▸ Record extracts
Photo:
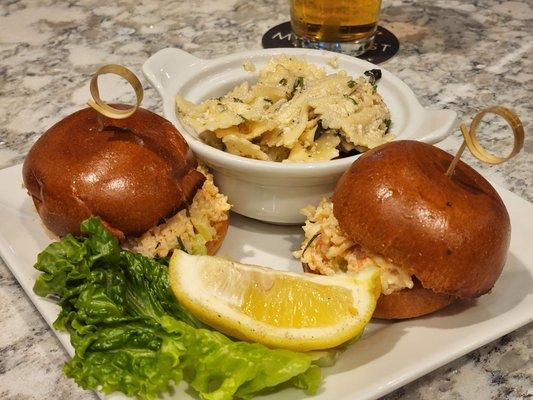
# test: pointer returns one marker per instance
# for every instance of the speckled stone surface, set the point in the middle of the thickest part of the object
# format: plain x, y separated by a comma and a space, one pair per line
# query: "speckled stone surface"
463, 55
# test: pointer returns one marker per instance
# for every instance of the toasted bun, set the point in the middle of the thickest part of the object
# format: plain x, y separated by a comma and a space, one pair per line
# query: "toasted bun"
452, 233
132, 172
213, 245
410, 303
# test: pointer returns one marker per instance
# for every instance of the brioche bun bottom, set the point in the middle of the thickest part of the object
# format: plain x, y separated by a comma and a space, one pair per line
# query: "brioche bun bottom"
411, 303
221, 229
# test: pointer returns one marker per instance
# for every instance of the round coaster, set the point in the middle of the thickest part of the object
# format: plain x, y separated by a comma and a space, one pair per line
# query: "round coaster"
385, 45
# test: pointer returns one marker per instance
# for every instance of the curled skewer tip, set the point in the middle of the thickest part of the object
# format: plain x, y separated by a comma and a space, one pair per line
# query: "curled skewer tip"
105, 109
471, 141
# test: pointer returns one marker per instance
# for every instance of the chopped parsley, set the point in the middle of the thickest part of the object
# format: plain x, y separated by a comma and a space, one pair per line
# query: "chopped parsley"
373, 75
388, 124
298, 82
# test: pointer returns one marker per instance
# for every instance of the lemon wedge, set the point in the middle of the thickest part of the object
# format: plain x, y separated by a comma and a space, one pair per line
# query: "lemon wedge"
279, 309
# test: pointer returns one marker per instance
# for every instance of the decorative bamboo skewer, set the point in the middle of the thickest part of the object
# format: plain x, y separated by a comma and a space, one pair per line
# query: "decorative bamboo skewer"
471, 141
105, 109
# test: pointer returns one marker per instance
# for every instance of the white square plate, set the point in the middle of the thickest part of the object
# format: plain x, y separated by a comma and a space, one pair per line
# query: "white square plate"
389, 354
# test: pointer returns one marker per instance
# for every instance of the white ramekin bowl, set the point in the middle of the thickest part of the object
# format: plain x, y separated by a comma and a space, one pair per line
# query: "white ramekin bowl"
266, 190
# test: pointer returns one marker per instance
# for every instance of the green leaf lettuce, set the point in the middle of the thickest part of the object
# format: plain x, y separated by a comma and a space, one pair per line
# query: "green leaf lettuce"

▸ Directive
Would you set down the listing exactly, omitting pictures?

▸ The completed task
Photo:
# test: pointer returns one marker per instance
# for every instance of the speckled stone surface, set the point in the middle of the thickest part of the object
# format: plain x, y separated by a comma and a space, one pair per line
# query: "speckled stone surface"
463, 55
# test: pointer returns one marker per instance
# for every instance of the toasted bun, set the point in the middle of the thickest part of the object
# format: plain x, y separated by a comma and a space, one pair per line
# query: "toasted bun"
452, 233
132, 172
213, 245
410, 303
# test: pointer returns one marker per instance
# for every instance of the brioche bun bottom, set the point in the middle of the thickest part of the object
# format: plain x, y separated by a comma and a space, one pair per line
# query: "brioche bun bottom"
411, 303
221, 229
# test: pointer returns one marker per instance
# for every instance of the round coaster, set the point in the middle of the thickest part of the object
# format: plain x, y separated by a comma and a space, one pair per line
# query: "round coaster"
385, 45
# test: pointer returns one marker per instance
# for every instance of the curled skewer tip, set the point in the middle of the thickest part of the object
# format: plain x, y separated by a comma and a space, one pair per line
# query: "curled skewer tip"
105, 109
471, 141
# test: pointer returns one marker per instance
# for every instance of the chopped parsley, set the point in the middle of the thickest part of the object
# format: plain x, y separated by a comma and a space, one pair per line
# query: "chopped parsley"
373, 75
388, 124
298, 82
# test: pointer returns one marker per instance
# for every instance of the lemon wedge, set the point in the middle of the thickest part of the object
# format: plain x, y separated by a comma and a space, one pair per line
# query: "lemon wedge"
279, 309
# test: pointer returns one marker per instance
# for every instance of the decorative bamboo skewer, set the point in the middle of the thickest part of the object
# format: plain x, y separated by a comma and a space, one pair per line
# query: "decorative bamboo skewer"
471, 141
105, 109
# test: pointer returns one marker per instance
# for every instance of the white square plate, set the point in the middle of the thickest part of the object
# format: plain x, y separated by a comma and a space, one pair per line
# query: "white square plate"
389, 354
# test: pointer returns one marker per instance
# for every instance of the white ramekin bowl, set the point in the middle of the thickest part of the object
# format: plain x, y separated by a comma and a space, one pair per line
# query: "white ramekin bowl"
266, 190
# test: pointer returns one marker per instance
# for every instance of the green leaf lettuce, set the point in the middle of the thickest part of the object
# format: plain x, y separated by a comma and a space, one pair per line
# query: "green leaf lettuce"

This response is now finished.